- _EXERCISE REQUIREMENTS_
Reproduce each of the following records verbatim, line by line, without altering any character.

- _DATA SUPPLIED_
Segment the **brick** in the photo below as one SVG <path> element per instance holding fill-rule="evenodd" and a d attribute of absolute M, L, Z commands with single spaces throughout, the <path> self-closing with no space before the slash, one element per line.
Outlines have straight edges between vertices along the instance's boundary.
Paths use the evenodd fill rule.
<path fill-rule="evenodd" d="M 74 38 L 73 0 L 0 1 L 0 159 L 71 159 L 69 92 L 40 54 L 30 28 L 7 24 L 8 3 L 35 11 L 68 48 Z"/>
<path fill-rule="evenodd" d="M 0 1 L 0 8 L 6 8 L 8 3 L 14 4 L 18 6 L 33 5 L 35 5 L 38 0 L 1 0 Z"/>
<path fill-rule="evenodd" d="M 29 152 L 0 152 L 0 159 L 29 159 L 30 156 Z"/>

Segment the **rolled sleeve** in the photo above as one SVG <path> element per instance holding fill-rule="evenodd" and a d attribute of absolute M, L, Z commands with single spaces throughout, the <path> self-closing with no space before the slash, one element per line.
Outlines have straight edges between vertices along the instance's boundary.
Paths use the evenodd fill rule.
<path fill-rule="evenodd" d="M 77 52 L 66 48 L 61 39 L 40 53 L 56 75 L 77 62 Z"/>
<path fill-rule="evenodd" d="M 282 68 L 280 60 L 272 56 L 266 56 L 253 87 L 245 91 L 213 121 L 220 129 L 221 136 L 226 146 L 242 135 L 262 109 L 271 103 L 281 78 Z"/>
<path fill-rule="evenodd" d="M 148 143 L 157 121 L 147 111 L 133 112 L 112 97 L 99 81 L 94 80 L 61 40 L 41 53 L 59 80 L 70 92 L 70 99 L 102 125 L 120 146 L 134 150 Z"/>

- _TASK OUTPUT_
Segment the **brick** in the photo below as one SVG <path> element per instance holding fill-rule="evenodd" and a d attribute of absolute M, L, Z commands with single spaces throughout, the <path> self-closing with no space before the slash, one element per line.
Outlines have straight edges between vertices along the instance's boundary.
Paths use the evenodd fill rule.
<path fill-rule="evenodd" d="M 74 38 L 73 0 L 0 1 L 0 159 L 71 159 L 69 92 L 40 54 L 30 28 L 7 24 L 8 3 L 35 11 L 68 48 Z"/>
<path fill-rule="evenodd" d="M 0 1 L 0 8 L 6 8 L 8 3 L 14 4 L 18 6 L 33 5 L 35 5 L 38 0 L 1 0 Z"/>
<path fill-rule="evenodd" d="M 29 152 L 0 152 L 0 159 L 29 159 L 30 156 Z"/>

Segment the **rolled sleeve** in the photo above as one SVG <path> element per instance holding fill-rule="evenodd" and a d attribute of absolute M, L, Z commands with single spaces throughout, the <path> self-closing with no space before the slash, one element per line.
Outlines have straight edges between vertices along the instance's boundary.
Paths use the evenodd fill rule.
<path fill-rule="evenodd" d="M 77 52 L 66 48 L 61 39 L 40 53 L 56 75 L 77 62 Z"/>
<path fill-rule="evenodd" d="M 282 68 L 280 60 L 272 56 L 266 56 L 253 87 L 245 91 L 213 121 L 220 129 L 221 136 L 226 146 L 242 135 L 262 109 L 271 103 L 281 78 Z"/>
<path fill-rule="evenodd" d="M 148 143 L 157 121 L 147 111 L 133 112 L 112 97 L 99 81 L 94 80 L 61 40 L 41 53 L 59 80 L 70 92 L 70 99 L 102 125 L 120 146 L 134 150 Z"/>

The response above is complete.